╭─ Provided entries
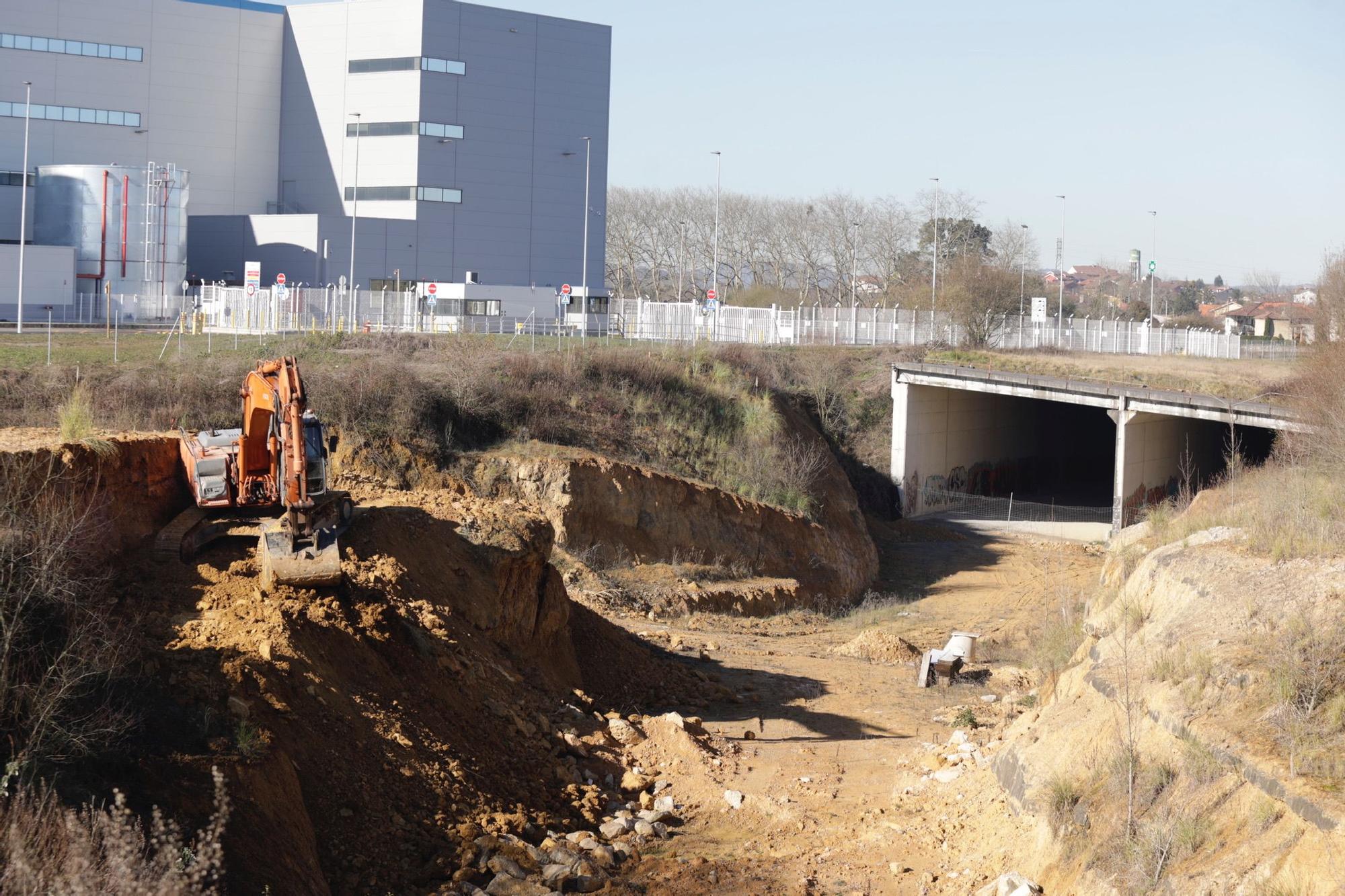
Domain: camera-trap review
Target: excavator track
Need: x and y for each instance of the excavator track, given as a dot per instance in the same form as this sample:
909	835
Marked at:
169	542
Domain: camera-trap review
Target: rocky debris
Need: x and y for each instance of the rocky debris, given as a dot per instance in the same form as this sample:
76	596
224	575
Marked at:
1011	884
625	732
946	766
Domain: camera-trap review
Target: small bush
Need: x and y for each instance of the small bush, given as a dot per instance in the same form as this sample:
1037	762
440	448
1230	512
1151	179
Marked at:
1199	762
1191	833
76	415
46	848
1062	795
249	740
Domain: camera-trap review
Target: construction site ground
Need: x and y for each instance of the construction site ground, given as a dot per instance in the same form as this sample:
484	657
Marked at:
837	795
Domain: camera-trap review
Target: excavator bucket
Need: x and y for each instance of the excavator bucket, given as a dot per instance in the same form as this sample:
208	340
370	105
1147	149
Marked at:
311	564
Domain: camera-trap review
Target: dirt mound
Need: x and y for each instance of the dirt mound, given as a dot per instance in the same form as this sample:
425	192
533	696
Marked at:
373	732
633	514
880	646
132	482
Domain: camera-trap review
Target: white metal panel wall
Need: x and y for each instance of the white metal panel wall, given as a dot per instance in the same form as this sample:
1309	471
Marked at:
206	91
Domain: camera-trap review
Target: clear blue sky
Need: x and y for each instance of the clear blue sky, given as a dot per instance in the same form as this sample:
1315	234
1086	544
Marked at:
1226	118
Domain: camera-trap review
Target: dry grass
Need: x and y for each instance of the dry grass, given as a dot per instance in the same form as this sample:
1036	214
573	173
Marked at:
46	848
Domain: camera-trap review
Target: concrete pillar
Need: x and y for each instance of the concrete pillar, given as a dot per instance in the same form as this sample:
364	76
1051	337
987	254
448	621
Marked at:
1121	417
900	436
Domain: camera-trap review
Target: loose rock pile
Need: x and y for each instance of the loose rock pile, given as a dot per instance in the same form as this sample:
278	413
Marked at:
948	762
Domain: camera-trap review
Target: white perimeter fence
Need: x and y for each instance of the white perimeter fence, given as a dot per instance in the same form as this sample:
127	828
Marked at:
314	310
685	322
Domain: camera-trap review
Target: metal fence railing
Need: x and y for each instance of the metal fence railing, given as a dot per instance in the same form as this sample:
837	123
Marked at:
688	322
960	505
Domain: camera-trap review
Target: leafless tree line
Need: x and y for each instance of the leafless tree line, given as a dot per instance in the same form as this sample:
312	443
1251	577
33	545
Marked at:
661	244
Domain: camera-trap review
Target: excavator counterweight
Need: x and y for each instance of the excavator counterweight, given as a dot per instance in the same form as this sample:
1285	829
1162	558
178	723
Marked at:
278	459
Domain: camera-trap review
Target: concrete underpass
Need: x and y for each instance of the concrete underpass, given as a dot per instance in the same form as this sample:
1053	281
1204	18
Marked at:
1089	450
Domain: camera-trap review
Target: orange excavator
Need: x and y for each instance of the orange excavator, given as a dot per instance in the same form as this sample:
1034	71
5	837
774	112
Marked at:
276	459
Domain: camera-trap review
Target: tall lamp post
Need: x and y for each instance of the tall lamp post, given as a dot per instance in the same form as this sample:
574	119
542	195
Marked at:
681	243
855	261
1023	270
1061	310
354	217
934	279
1153	257
715	263
588	155
24	201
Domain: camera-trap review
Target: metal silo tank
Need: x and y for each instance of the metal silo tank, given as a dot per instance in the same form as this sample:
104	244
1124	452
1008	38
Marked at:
128	225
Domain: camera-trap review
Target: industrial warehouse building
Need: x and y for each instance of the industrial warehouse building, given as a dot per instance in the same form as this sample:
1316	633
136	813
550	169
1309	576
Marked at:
177	139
╰─
◆ What you have to do ◆
Print the full listing exactly, dropping the pictures.

◆ The solution ◆
Domain: camera-trap review
Target: excavator track
Need: x and y for each instance of the excavator track, given as a dot per instance in the same form as this sample:
909	835
Marked at:
169	542
Domain: camera-trap review
Target: rocky debris
Need: x and y for each instance of the rocky debris, given as a dot per instance in the same form as this sample:
76	596
224	575
Marked at:
1011	884
625	732
946	766
Domain: camera-trap review
Target: small bush
Need: x and y for each instance of the small bush, given as a dot per instance in the same form as this sample:
1037	762
440	448
1230	512
1151	179
Marked at:
1199	762
1191	833
76	415
46	848
1062	795
249	740
Domain: camera-trap review
Target: construction site ground
Need: x and y for each instance of the construction site ground, given as a dot per instance in the same form as this sample:
484	657
Marked at:
837	795
Domain: camera-trap review
Target: excavator bucket
Need: x and y for each instance of the excavator bucket, given as a dot per instance in the same form as this sample:
208	340
370	105
1147	149
Marked at:
311	564
Domain: camera-trap review
Target: dirt mound
Need: x and y for each instance of the dirt mound, given as a dot per instance in the same form as this sample:
425	192
533	696
Marked at:
373	732
633	514
880	646
132	482
Domain: camera-trap review
Target: white metal panel wall
Need: x and y for each instance of the white metal panel wall, given as a dot per instance in the same form as this sample:
1309	471
Marked at:
206	91
Domain: camera-trap review
Target: clear blue sky
Need: x and y for each instance of the clear blue sky, given as a dot per instance in the same form as this sample:
1315	234
1086	544
Marked at:
1226	118
Domain: camera-trap review
Target: dry grass
Need: x and y for each instance of the dry grass, given as a dot per instance in the same form as this sample:
1036	214
573	173
Marked at:
46	848
Domain: camera-trap review
Target: concrete pillar
Need: x and y for each instance of the concrete pillar, given as a dot per instance in the same form as this sample:
364	76
1051	337
987	254
448	621
Marked at:
1121	417
900	436
Domain: camera-trap review
Target: loose rock pile
Need: x and y for each instance of the loose rock pile, given as a dot per instance in the same form as this sample:
278	413
Marked at:
948	762
Domain: camera-trap review
Target: white perimeter fence
Need: x and y for each instance of the white perimeter fence, given as a dot per instance in the same form as this sample:
127	828
Marked at:
314	310
685	322
Domain: camera-trap review
Target: metal fence railing
Need: x and y for each instance of the metal fence railing, given as a dot per instance in the same form as this sample:
837	123
Marked at:
688	322
960	505
Domain: camera-trap review
Target: leafless tree line
Need: x and y for each instance of the leafless tree line, given as a dot per instance in the same form as this sample:
312	443
1251	577
33	545
Marked at:
661	244
Domain: camera-trap review
Target: excavator counterweight
Need: x and y for each instance of the excavator counterweight, given as a dot per instance in the same form as this sample:
1285	829
1162	558
178	723
Marked at:
278	459
Domain: camera-trap review
Target: concrete underpass
Need: x and y for each instance of the concrete underpass, given as a dot per instance in the same form as this sample:
1053	281
1204	18
Marked at:
1089	450
Domain: camera-trap review
Target: orange excavator
Need: x and y for each instance of the orange excavator, given as a dot per instance in the same form as this sample:
1034	71
5	837
774	112
Marked at:
276	459
Domain: camera-trap review
Target: tall lamp post
Need: x and y for each instance of the tall lamp post, given as a dot per instance in the same form as this sample:
574	119
542	195
Marked at:
681	243
855	261
1023	270
1061	310
354	217
934	279
1153	257
715	263
588	155
24	201
Domain: camera-trap review
Target: metal silo tank
Need: x and y for each instance of the metal silo tank, given as a dot per instance in the same form as this sample:
104	244
1124	452
1008	38
Marked at:
128	225
Domain: camera-trap review
Target: industrial warehouse building
Need: x and y for each instance of the industrial warehouse building, given as a dot per instance in the same form as this sample:
1316	633
136	813
550	169
1309	576
Marked at:
177	139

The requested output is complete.